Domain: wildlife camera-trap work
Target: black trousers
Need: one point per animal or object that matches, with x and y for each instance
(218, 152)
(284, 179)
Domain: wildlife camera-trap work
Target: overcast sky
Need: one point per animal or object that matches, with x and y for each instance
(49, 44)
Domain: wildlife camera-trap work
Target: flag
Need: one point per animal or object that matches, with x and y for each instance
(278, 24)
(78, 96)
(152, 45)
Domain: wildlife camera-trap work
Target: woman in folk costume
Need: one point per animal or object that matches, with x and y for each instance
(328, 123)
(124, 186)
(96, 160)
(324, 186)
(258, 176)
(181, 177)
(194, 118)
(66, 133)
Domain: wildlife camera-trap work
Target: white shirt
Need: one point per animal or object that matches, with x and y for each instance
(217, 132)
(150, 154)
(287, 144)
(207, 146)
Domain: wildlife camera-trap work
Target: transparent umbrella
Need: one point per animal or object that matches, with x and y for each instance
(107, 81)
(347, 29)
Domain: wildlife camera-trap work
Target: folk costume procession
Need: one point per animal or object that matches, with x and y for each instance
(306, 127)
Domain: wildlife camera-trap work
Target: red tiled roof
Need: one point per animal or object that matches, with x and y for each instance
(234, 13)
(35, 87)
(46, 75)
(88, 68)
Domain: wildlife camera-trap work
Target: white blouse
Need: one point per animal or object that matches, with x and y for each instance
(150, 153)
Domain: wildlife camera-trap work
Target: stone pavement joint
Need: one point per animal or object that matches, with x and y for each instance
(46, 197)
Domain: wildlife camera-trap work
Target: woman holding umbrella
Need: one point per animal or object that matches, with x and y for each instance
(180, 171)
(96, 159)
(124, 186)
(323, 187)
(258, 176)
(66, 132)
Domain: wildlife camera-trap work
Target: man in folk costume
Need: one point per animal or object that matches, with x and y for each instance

+===+

(Problem statement):
Reproduce every line of the data verbatim.

(The answer):
Domain: wildlife camera-trap work
Target: black trousers
Need: one point per animal or object that matches, with x and y for each instance
(218, 152)
(284, 179)
Domain: wildlife camera-trap work
Target: overcast sky
Need: one point per animal or object that matches, with x and y for each instance
(49, 44)
Domain: wildlife camera-trap work
Target: flag
Need: one point per animal or object that matches, with x and y for each instance
(278, 24)
(78, 96)
(152, 45)
Domain: wildlife camera-trap work
Target: woman in folk costume
Need: one point per animal or object that matches, with x and y for each instance
(328, 123)
(124, 186)
(96, 160)
(324, 186)
(258, 176)
(181, 177)
(194, 118)
(66, 133)
Domain: wildlife camera-trap work
Target: white shirt
Need: one point per animal or object that matches, with x and y for each instance
(217, 132)
(150, 154)
(287, 144)
(207, 146)
Domain: wildlife camera-trap work
Target: transparent umbrella
Need: one point per animal or object that matches, with x and y for each instance
(107, 81)
(347, 29)
Domain: wildlife camera-trap work
Target: folk costume procession
Need: one point per animal or object that matches, with x and y for each instance
(306, 127)
Domain: wildlife camera-trap work
Target: red tiled roof
Need: one point per animal or object that matches, with x and y for each instance
(234, 13)
(35, 87)
(46, 75)
(88, 68)
Domain: wildlife camera-trap work
Target: white blouse
Need: one point per animal or object that matches, with x and y for each instance
(150, 153)
Domain: wildlife camera-trap work
Target: stone pavement joint
Need: one point per animal or object that matches, with x and y for each instance
(46, 197)
Domain: wildlife camera-trap work
Target: woman holding umbrella
Need: one point per animal or object that matches, with x and y for each instance
(180, 171)
(96, 159)
(124, 186)
(323, 187)
(258, 176)
(66, 132)
Domain: wildlife camera-trap work
Target: man in folk costume
Need: one point per animal or object that matches, with x and y for each instance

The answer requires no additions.